When the string "wooden" appears in a line of the records, show the whole line.

--- INPUT ---

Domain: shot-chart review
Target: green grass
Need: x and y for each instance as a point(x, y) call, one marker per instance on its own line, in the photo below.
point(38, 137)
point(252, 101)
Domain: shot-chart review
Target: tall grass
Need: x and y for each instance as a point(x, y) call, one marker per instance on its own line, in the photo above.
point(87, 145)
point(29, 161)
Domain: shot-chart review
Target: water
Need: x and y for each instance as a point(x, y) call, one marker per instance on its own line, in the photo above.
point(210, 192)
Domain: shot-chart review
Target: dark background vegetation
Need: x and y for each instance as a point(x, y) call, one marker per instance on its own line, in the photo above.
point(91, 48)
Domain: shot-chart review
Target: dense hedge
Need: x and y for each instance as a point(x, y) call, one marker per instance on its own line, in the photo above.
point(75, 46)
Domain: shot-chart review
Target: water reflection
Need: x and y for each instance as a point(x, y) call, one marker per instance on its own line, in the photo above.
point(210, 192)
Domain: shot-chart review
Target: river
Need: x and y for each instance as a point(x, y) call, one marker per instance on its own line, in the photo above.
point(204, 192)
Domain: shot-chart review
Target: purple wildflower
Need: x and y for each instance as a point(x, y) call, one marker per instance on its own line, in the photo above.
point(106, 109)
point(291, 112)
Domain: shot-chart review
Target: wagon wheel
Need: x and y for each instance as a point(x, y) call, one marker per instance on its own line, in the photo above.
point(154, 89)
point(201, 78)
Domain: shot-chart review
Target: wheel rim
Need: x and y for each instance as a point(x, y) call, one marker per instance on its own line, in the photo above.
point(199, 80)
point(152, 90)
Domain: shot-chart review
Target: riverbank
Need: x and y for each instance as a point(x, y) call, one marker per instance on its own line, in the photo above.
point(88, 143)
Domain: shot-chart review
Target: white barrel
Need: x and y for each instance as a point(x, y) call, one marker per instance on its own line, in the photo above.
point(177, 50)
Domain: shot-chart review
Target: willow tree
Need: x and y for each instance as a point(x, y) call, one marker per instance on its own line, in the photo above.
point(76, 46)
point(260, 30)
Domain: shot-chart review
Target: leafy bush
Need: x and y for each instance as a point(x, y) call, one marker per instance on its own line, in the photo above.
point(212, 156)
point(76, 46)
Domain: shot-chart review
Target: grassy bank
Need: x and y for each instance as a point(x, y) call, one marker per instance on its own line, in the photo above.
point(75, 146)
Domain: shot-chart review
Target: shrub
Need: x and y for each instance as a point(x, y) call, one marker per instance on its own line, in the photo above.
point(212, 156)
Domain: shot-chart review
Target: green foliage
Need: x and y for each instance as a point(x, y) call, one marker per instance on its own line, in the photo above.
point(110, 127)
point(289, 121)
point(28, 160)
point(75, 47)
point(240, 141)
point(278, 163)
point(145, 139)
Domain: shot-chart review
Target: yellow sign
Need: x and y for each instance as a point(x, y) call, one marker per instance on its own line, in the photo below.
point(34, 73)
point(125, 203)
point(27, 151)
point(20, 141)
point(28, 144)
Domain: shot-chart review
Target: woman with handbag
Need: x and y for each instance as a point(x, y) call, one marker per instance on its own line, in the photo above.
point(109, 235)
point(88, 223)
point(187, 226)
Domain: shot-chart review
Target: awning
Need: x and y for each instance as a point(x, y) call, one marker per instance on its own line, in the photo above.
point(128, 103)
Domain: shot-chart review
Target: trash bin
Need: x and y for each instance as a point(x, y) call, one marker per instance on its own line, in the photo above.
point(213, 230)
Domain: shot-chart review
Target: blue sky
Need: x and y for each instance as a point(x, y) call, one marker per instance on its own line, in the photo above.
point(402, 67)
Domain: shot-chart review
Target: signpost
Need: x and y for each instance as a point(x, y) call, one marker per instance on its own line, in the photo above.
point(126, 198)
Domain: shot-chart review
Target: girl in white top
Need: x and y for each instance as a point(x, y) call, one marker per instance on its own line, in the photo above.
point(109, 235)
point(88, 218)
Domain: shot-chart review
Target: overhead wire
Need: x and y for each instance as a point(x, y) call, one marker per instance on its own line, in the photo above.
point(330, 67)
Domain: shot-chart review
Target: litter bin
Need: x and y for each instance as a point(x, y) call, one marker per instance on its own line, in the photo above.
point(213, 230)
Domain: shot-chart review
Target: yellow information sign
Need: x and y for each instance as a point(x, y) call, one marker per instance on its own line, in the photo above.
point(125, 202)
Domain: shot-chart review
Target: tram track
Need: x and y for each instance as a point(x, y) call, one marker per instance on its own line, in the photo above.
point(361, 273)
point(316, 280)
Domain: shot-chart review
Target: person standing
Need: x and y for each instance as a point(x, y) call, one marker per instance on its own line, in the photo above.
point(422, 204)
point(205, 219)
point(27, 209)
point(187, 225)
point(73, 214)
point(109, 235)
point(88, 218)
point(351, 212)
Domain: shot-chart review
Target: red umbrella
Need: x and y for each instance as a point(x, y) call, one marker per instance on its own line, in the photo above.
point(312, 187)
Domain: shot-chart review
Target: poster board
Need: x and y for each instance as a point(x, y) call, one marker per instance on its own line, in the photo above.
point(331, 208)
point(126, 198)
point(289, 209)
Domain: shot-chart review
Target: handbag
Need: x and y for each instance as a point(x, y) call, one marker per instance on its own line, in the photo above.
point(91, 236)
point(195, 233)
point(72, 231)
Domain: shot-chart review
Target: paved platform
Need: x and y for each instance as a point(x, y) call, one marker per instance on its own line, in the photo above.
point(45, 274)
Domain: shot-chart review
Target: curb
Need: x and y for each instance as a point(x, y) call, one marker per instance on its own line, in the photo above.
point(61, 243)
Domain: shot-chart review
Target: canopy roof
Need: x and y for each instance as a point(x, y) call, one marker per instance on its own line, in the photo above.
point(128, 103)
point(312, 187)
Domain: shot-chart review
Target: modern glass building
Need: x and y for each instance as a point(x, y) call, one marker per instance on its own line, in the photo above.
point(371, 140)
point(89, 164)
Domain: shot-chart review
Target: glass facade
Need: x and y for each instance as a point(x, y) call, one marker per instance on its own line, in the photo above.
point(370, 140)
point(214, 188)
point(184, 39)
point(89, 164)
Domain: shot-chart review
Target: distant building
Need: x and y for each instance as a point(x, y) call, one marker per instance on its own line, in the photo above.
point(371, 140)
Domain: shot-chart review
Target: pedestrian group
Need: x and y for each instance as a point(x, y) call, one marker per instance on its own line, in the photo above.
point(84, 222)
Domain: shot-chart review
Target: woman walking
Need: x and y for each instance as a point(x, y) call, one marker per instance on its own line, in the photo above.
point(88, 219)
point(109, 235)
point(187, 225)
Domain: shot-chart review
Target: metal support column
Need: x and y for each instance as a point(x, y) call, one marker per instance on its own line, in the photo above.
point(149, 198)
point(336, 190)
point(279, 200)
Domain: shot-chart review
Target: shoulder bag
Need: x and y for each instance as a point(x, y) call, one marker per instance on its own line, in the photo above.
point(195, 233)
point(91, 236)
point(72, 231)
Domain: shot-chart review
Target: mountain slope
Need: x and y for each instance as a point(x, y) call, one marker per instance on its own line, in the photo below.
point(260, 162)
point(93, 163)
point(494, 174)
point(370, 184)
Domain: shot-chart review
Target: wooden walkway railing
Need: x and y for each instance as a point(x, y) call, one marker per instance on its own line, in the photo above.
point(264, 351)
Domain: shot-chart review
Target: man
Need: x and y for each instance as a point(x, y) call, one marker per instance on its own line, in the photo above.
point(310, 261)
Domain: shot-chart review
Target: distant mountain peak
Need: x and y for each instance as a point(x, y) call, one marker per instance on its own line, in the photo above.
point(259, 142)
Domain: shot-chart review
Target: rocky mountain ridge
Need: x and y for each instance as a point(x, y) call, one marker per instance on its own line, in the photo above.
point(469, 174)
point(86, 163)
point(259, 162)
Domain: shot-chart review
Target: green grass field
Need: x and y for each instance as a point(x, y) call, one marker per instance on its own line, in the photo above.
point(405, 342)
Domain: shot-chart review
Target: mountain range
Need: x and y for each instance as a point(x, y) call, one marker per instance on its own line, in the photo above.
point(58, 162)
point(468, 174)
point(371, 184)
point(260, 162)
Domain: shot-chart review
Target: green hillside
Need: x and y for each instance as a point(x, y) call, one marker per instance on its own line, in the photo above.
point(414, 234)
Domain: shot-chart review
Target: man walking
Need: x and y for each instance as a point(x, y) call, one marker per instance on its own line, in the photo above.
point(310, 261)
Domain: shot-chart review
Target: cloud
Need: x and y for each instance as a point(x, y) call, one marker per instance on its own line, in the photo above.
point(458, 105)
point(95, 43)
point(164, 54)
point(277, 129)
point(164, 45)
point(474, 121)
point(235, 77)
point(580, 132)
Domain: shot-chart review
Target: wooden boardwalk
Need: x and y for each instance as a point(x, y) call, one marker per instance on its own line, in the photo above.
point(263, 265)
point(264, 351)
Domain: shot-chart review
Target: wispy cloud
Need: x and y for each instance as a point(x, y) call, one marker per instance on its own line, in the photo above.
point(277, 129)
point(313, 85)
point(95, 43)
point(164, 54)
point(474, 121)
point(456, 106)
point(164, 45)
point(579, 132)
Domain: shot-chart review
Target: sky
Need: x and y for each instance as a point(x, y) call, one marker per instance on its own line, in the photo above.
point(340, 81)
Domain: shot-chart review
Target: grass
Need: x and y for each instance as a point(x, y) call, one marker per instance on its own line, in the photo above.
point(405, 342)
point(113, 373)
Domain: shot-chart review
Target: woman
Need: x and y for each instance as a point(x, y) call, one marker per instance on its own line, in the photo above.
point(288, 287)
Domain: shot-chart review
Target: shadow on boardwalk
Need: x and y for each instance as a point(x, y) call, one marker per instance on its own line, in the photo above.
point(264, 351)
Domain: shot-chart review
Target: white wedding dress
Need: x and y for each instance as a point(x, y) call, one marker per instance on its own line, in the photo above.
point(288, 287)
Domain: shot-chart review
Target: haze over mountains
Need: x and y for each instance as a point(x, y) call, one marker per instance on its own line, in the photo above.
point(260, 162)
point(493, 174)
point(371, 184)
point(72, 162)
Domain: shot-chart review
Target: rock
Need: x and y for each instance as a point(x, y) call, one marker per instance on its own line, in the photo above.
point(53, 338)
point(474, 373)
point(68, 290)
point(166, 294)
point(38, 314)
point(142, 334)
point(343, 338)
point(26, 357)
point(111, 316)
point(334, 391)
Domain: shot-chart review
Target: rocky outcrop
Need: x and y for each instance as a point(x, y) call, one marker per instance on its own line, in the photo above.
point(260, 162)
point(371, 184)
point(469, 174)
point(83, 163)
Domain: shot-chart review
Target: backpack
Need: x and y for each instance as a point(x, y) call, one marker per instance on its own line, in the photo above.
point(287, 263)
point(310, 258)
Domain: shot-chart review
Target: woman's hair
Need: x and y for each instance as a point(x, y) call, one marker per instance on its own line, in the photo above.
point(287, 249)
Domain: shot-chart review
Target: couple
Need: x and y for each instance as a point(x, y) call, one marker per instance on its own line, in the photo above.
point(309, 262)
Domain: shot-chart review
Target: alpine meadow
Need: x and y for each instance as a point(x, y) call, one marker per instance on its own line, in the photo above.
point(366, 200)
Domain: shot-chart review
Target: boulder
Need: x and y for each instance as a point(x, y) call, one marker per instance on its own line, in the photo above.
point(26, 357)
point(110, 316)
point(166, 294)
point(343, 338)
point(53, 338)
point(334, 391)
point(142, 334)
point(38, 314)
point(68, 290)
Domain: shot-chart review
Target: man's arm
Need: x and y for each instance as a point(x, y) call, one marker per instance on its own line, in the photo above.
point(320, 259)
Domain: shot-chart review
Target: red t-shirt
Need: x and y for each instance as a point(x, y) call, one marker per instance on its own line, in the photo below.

---

RESULT —
Target: wooden walkway railing
Target: wooden boardwalk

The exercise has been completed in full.